START EXCERPTED DATA

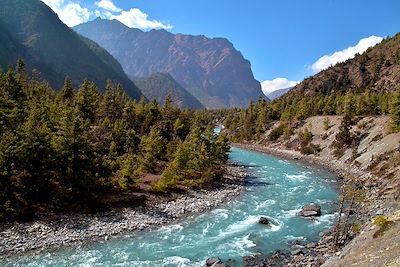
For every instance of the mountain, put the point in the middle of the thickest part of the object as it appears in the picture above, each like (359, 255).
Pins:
(377, 69)
(212, 70)
(278, 93)
(32, 31)
(159, 85)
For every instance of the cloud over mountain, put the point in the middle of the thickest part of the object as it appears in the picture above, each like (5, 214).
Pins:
(326, 61)
(73, 12)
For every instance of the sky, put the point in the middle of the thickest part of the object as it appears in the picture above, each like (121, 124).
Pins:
(285, 40)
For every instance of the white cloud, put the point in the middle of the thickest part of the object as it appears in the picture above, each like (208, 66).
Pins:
(340, 56)
(270, 86)
(135, 18)
(70, 12)
(108, 5)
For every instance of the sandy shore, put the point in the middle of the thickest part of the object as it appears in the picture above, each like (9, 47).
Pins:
(76, 229)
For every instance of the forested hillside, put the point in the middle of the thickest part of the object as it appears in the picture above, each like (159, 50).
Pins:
(210, 69)
(30, 30)
(367, 85)
(64, 150)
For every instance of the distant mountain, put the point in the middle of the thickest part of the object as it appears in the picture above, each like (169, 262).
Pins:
(159, 85)
(32, 31)
(278, 93)
(377, 69)
(212, 70)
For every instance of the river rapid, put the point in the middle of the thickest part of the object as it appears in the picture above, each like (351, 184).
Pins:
(276, 188)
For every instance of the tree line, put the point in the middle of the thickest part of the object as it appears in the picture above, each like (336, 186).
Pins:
(65, 149)
(251, 122)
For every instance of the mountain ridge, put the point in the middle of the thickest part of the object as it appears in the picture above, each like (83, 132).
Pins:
(212, 70)
(159, 85)
(48, 45)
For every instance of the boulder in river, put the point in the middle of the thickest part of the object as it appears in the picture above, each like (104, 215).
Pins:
(311, 210)
(264, 220)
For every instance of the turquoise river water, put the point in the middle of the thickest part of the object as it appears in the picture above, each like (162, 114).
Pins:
(276, 189)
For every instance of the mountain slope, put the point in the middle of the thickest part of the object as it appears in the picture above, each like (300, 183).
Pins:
(376, 69)
(32, 31)
(212, 70)
(159, 85)
(278, 93)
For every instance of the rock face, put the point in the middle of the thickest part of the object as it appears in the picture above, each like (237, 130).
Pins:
(264, 220)
(160, 85)
(311, 210)
(212, 70)
(278, 93)
(30, 30)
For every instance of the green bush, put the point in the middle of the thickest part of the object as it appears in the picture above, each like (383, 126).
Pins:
(277, 132)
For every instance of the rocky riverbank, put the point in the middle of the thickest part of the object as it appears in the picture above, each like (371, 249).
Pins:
(379, 200)
(57, 231)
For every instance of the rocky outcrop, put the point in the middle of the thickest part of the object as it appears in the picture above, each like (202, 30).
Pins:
(31, 31)
(212, 70)
(311, 210)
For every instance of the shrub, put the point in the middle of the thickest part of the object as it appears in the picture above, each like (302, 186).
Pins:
(327, 124)
(356, 228)
(277, 132)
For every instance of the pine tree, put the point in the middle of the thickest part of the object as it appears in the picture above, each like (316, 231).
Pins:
(88, 100)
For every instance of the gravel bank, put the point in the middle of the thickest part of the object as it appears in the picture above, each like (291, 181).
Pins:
(76, 229)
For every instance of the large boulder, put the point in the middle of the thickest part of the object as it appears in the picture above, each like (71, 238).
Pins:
(311, 210)
(264, 220)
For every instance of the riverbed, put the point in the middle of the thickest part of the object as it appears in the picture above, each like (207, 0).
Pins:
(276, 188)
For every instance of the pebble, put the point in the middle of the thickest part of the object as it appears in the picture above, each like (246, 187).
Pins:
(71, 230)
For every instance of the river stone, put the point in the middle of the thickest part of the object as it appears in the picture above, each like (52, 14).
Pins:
(297, 252)
(311, 210)
(212, 261)
(264, 220)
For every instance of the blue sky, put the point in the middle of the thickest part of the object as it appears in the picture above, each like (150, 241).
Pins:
(281, 38)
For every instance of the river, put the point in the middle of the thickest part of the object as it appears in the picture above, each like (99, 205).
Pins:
(276, 189)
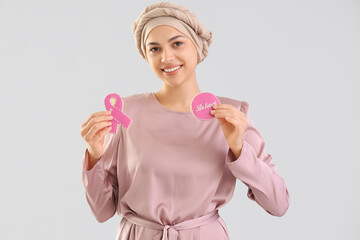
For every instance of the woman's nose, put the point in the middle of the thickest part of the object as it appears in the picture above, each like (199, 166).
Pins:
(167, 55)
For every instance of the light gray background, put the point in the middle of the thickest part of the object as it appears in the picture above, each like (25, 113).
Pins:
(295, 62)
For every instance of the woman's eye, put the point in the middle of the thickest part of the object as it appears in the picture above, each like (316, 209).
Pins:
(153, 49)
(178, 44)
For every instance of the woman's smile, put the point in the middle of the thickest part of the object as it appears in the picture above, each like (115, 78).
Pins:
(172, 71)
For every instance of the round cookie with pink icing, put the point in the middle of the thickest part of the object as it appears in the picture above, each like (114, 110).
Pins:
(202, 104)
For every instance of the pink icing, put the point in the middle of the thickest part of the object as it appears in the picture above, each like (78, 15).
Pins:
(201, 105)
(116, 112)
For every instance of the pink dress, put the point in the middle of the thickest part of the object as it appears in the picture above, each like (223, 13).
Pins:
(169, 173)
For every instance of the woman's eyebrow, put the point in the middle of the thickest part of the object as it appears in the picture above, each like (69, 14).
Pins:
(171, 39)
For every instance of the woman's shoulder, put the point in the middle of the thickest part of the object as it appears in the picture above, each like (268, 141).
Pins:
(242, 105)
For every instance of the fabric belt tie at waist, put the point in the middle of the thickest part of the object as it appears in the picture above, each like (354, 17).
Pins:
(170, 232)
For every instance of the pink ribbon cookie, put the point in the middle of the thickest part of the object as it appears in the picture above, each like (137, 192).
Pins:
(201, 105)
(114, 103)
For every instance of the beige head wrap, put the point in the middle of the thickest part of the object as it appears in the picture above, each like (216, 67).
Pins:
(166, 13)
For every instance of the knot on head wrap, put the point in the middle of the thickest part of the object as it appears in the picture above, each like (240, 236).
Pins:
(166, 13)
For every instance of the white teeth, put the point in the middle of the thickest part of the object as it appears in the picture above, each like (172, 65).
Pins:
(172, 69)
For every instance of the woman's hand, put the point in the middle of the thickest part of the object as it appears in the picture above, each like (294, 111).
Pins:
(93, 131)
(233, 124)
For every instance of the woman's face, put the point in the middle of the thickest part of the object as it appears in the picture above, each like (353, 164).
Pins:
(171, 55)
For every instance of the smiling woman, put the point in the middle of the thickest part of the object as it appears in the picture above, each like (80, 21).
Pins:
(169, 173)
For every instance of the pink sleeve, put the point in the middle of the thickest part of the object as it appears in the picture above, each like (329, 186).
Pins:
(255, 169)
(100, 182)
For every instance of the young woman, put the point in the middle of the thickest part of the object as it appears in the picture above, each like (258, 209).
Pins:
(169, 173)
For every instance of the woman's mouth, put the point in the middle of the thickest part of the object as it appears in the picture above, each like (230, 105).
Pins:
(172, 70)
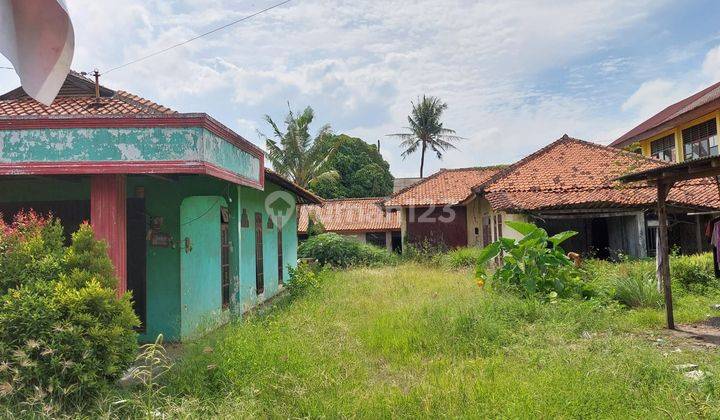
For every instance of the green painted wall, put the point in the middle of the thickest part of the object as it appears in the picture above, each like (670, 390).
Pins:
(174, 279)
(253, 201)
(200, 282)
(126, 144)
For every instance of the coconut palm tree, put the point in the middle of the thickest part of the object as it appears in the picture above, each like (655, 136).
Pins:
(426, 130)
(295, 153)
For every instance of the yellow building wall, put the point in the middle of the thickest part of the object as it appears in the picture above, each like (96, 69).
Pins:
(679, 149)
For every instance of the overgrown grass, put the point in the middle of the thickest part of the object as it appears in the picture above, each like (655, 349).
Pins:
(413, 341)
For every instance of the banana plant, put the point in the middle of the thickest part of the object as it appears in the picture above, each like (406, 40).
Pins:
(534, 264)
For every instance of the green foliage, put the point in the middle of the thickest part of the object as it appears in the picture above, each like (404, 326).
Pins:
(303, 278)
(294, 153)
(63, 332)
(530, 265)
(636, 287)
(328, 185)
(341, 251)
(315, 225)
(358, 170)
(426, 130)
(693, 271)
(423, 252)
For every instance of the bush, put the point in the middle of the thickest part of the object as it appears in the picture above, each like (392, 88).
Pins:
(636, 287)
(341, 251)
(535, 264)
(693, 271)
(304, 277)
(63, 332)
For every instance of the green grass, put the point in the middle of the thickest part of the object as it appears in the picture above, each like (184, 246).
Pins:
(412, 341)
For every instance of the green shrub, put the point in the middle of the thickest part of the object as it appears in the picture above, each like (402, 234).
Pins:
(460, 258)
(341, 251)
(63, 332)
(636, 287)
(530, 265)
(304, 277)
(692, 271)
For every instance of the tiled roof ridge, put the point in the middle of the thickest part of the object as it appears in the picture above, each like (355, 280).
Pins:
(562, 140)
(330, 200)
(436, 174)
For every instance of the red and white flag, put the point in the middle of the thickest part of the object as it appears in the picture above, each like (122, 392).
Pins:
(37, 37)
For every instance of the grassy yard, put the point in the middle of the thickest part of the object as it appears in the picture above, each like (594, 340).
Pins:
(413, 341)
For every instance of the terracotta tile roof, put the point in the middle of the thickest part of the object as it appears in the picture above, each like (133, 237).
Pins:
(77, 97)
(692, 107)
(448, 186)
(350, 215)
(571, 173)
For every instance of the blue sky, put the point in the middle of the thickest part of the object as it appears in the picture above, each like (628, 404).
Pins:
(515, 74)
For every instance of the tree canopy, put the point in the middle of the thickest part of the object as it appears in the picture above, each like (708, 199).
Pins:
(294, 153)
(353, 169)
(426, 130)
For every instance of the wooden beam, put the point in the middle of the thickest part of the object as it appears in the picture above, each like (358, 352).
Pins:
(108, 216)
(663, 252)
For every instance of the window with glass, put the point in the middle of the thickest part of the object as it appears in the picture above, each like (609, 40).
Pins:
(663, 148)
(700, 140)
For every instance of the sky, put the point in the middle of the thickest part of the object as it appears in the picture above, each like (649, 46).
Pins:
(516, 75)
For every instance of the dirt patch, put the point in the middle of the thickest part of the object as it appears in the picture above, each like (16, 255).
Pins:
(705, 334)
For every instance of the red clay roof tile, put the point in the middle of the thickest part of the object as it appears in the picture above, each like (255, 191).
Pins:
(571, 173)
(448, 186)
(350, 215)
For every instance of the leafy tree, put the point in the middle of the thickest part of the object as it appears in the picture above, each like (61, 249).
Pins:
(294, 153)
(360, 168)
(426, 130)
(371, 181)
(328, 185)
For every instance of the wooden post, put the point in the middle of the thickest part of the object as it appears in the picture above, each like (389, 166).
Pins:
(108, 216)
(663, 252)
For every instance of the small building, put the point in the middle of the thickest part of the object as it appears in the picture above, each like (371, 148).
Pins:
(362, 219)
(568, 185)
(442, 210)
(571, 185)
(683, 131)
(196, 226)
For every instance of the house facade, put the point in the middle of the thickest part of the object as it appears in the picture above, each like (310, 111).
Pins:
(567, 185)
(362, 219)
(683, 131)
(442, 210)
(197, 228)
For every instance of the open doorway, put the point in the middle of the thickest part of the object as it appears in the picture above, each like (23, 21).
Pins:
(600, 238)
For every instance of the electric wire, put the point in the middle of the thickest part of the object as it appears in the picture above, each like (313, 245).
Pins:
(143, 58)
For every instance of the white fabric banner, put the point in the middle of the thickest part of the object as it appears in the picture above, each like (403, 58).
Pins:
(37, 37)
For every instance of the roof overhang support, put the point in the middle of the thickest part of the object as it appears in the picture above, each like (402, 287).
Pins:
(663, 251)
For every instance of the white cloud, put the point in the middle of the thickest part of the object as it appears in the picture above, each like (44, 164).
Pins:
(359, 64)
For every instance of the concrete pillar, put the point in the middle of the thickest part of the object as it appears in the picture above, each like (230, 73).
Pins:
(108, 217)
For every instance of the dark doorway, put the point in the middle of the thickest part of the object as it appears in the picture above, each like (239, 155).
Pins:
(280, 256)
(397, 242)
(259, 266)
(70, 212)
(600, 238)
(225, 257)
(137, 256)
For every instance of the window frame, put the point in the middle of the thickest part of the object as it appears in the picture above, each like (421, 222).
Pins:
(664, 148)
(700, 140)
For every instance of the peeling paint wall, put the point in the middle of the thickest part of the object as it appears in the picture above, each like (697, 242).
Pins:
(126, 145)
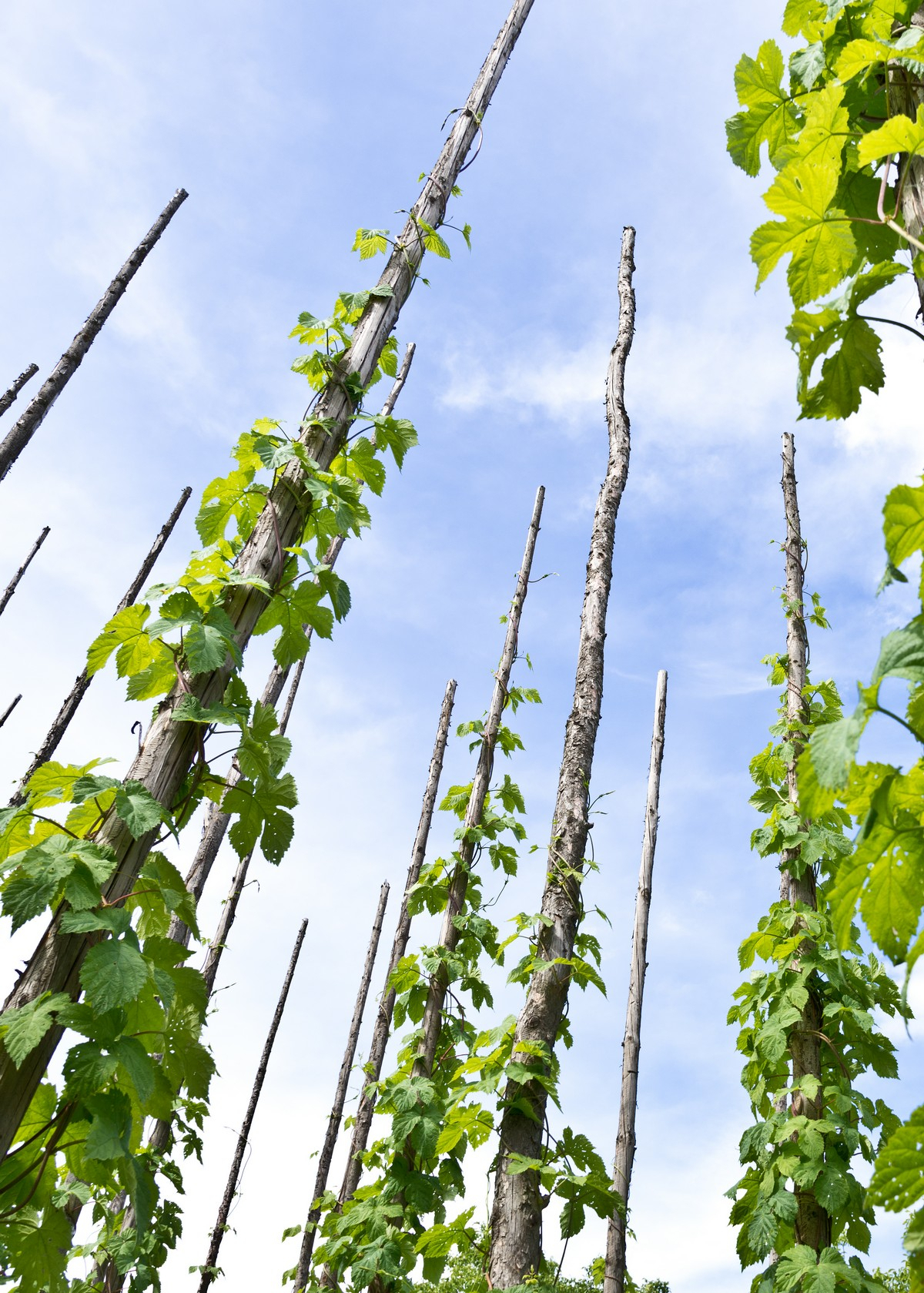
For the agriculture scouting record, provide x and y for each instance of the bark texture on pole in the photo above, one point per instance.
(516, 1214)
(209, 1270)
(614, 1277)
(339, 1097)
(83, 680)
(169, 748)
(22, 430)
(9, 708)
(8, 397)
(450, 934)
(813, 1224)
(12, 586)
(383, 1023)
(905, 96)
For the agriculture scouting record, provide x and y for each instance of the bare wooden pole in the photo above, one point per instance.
(83, 680)
(8, 397)
(798, 883)
(455, 900)
(169, 748)
(209, 1271)
(383, 1023)
(12, 586)
(614, 1277)
(516, 1214)
(9, 708)
(340, 1097)
(22, 430)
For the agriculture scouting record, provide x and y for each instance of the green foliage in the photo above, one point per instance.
(795, 956)
(838, 219)
(139, 1051)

END EXCERPTED DATA

Every line above with the word "shrub" is to be copied out.

For every instance of the shrub, put the point in the middle of the thickest part of the object as it appears in the picture above, each like (302, 186).
For every instance of the green shrub, put the point in the middle of the thickest part of the object as it appears in the picture above, each like (402, 234).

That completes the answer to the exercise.